**正文:**
○ ○ ○ ○
题目描述

Given a non-empty array of numbers, a0, a1, a2, … , an-1, where 0 ≤ ai < 231.
Find the maximum result of ai XOR aj, where 0 ≤ i, j < n.

算法1

(Trie树) $O(n)$

C++ 代码

class Solution {
struct treenode {
    treenode* left, *right;
    treenode():left(NULL), right(NULL) {} 
};
public:
    int findMaximumXOR(vector<int>& nums) {
        treenode* root = new treenode();
        int ans = 0;
        // build a trie and get the max xor value on the fly for the current trie
        for (int num:nums)  ans = max(ans, build(root, num));
        return ans;
    }
private:
    int build(treenode* p, int num) {
        int ans = 0, mask = 1<<30;
        treenode* q = p;
        for (int i = 30; i >= 0; i--) {
            ans <<= 1;
            if (num&mask) {
                //build a trie
                if (p->right == NULL)  p->right = new treenode();
                p = p->right;
                //get xor value on the fly
                if (q->left) {
                    ans++;
                    q = q->left;
                }
                else 
                    q = q->right;
            }
            else {
                if (p->left == NULL)  p->left = new treenode();
                p = p->left;
                if (q->right) {
                    ans++;
                    q = q->right;
                }
                else 
                    q = q->left;
            }
            mask >>= 1;
        }
        return ans;
    }
};

Python 版
从最高位构造到最低位 add a ‘1’ to every bit 每一位加1

def findMaximumXOR(self, nums):
    answer = 0
    for i in range(32)[::-1]:
        answer <<= 1
        prefixes = {num >> i for num in nums}
        answer += any(answer^1 ^ p in prefixes for p in prefixes)
    return answer

answer^1 ^ p 作用：
1. find the two elements in nums that constructs the previous answer找到nums数组里构建上一个ans的两个数
2. check this two elements have opposite bits at current position 比较这两个数看他在当前坐标下有不同的位

更容易读版本： next candidate = current answer <<1 + 1.

def findMaximumXOR(self, nums):
        ans = 0
        for i in reversed(range(32)):
            prefixes = set([x >> i for x in nums])
            ans <<=1
            candidate = ans + 1
            for p in prefixes:
                if candidate ^ p in prefixes:
                    ans = candidate
                    break      
        return ans

c++版同python逻辑

class Solution {
public:
    int findMaximumXOR(vector<int>& nums) {
        int ret=0;
        if(nums.size()==0) return 0;
        else if(nums.size()==1) return 0;
        unordered_set<int> tmp;

        for(int i=31;i>=0;i--){
            ret = (ret<<1) | 1;
            tmp.clear();
            for(auto &nn:nums) {
                tmp.insert(nn>>i);
            }
            bool found=false;
            for(auto &tt:tmp) {
                if(tmp.count(tt^ret)>0) {
                    found=true;
                    break;
                }
            }
            if(!found) ret-=1;
        }
        return ret;
    }
};
○ ○ ○ ○
**任务说明 1:** 正文中的算法1用的是哪种树？
正文与下面的这些行毫无关联。
○ ○ ○ ○
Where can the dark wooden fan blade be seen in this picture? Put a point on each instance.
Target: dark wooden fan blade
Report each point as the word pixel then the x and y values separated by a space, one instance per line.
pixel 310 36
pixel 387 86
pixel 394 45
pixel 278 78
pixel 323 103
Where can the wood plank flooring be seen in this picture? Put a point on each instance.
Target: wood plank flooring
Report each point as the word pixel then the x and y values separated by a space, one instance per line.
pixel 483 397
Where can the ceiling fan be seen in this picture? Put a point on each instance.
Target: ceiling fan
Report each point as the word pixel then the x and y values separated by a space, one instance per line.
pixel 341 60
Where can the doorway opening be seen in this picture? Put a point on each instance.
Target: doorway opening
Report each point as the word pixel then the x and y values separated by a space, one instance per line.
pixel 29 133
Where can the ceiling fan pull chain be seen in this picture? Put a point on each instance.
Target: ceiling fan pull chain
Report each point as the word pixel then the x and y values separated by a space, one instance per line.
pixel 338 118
○ ○ ○ ○
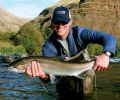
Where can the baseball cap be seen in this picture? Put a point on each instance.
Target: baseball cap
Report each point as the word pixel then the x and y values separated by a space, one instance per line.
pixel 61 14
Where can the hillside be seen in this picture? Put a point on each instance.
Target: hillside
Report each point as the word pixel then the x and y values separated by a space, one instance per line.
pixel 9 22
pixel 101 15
○ ○ ○ ○
**任务说明 2:** 原样输出数据行中从含“Where can the hillside”的那一行到含“pixel 101 15”的那一行，两端都算在内。

**完整回答 1:** Trie树。

**完整回答 2:**
Where can the hillside be seen in this picture? Put a point on each instance.
Target: hillside
Report each point as the word pixel then the x and y values separated by a space, one instance per line.
pixel 9 22
pixel 101 15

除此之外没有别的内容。